Copy the passage on sports and social equality below word for word, from "72 percent of" up to and including "poverty by 2020.".
-- SUPPLIED PASSAGE follows --
72 percent of respondents to the Nielsen study "Promoting Racial Equality in Sport" believe that athletes have a strong influence on public opinion. It's a role that sports should fulfill all the more vociferously given the pandemic's reinforcement of economic and social inequalities - with more than 71 million people worldwide slipping into extreme poverty by 2020.
For example, the UN report recommends that sports stars speak out even more clearly in support of the Sustainable Development Goals and that UN member states use the prominence of athletes to promote physical activity, health and education.
Publicly accessible sports facilities are in demand as never before in the pandemic. However, the greater demand also more clearly revealed weaknesses in some local sports services: Are they safe for girls and women, or do they fall victim to harassment, discrimination or systematic exclusion from social participation? And how accessible are the offers for people with disabilities?
-- SUPPLIED PASSAGE concluded --
-- SUPPLIED INFORMATION follows --
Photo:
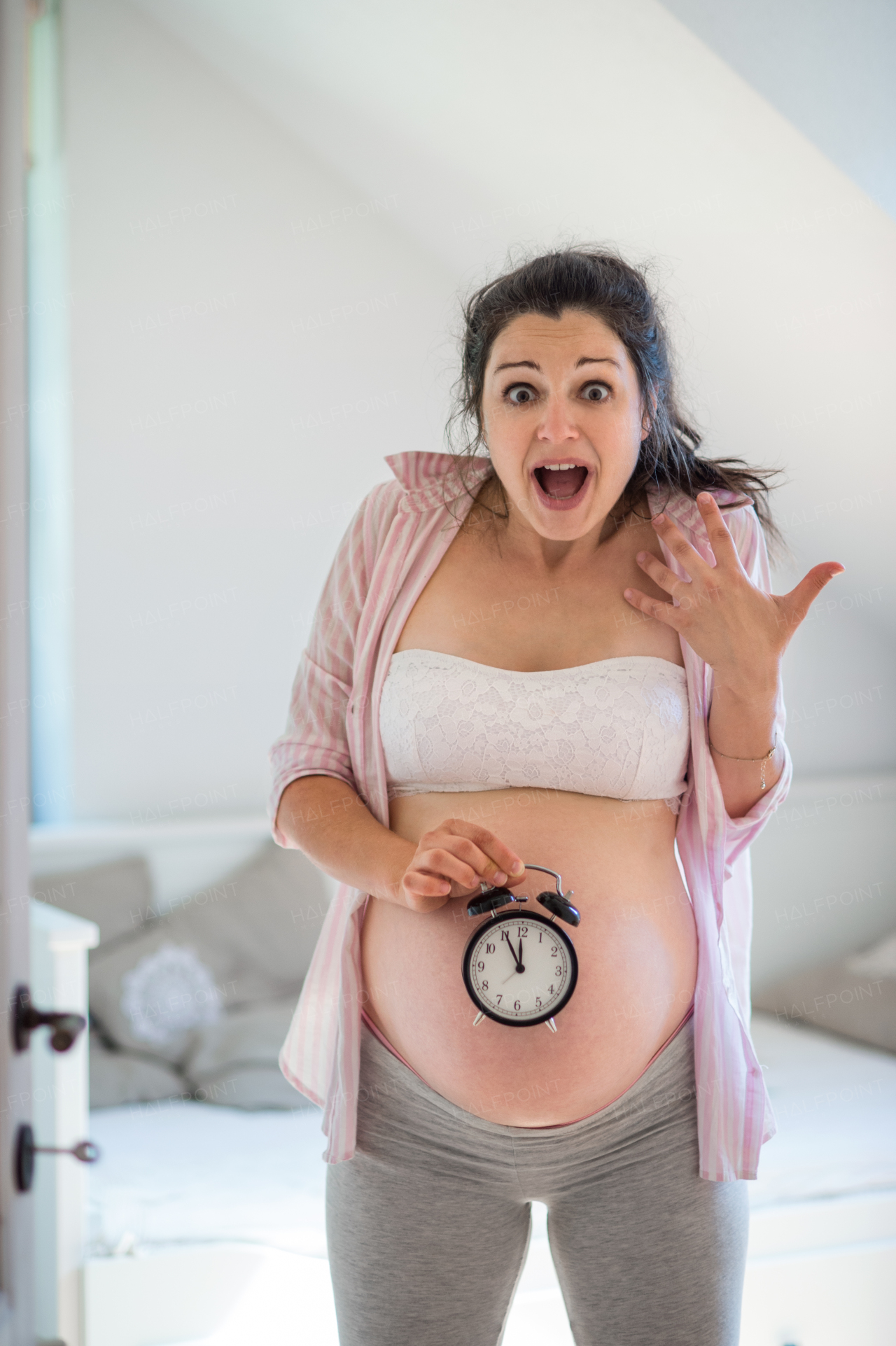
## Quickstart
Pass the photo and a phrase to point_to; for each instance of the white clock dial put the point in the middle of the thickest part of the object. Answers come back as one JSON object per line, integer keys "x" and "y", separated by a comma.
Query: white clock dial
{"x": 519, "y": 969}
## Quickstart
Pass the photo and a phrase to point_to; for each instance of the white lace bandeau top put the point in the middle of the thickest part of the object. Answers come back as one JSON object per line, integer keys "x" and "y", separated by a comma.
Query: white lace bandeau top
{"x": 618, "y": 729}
-- SUPPLIED INFORMATION concluded --
-- SUPPLIED INFORMATION follows --
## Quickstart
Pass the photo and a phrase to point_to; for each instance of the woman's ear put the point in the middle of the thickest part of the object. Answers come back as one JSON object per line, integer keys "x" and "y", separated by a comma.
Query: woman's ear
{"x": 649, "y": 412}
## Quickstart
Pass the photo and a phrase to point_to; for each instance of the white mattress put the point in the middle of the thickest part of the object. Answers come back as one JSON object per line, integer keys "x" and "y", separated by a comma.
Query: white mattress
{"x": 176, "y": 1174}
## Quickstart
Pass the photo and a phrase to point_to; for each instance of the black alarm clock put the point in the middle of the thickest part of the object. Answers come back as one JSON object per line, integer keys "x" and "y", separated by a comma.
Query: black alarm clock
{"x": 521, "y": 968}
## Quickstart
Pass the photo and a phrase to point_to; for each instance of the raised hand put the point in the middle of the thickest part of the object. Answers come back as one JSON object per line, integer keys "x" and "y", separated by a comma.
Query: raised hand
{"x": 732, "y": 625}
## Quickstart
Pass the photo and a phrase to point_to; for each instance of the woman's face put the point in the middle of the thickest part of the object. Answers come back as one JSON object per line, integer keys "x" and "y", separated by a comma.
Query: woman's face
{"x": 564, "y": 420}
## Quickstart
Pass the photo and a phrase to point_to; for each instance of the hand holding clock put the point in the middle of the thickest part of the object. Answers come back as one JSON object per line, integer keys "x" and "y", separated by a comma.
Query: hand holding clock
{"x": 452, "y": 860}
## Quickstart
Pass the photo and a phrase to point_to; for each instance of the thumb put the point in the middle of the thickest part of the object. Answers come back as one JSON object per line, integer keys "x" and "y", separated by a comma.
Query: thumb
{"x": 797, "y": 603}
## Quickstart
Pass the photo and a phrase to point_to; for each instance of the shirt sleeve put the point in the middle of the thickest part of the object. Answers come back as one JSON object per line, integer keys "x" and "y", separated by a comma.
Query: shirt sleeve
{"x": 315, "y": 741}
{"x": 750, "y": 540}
-- SUPPLIED INFORMATION concluded --
* COMPLETED TASK:
72 percent of respondents to the Nielsen study "Promoting Racial Equality in Sport" believe that athletes have a strong influence on public opinion. It's a role that sports should fulfill all the more vociferously given the pandemic's reinforcement of economic and social inequalities - with more than 71 million people worldwide slipping into extreme poverty by 2020.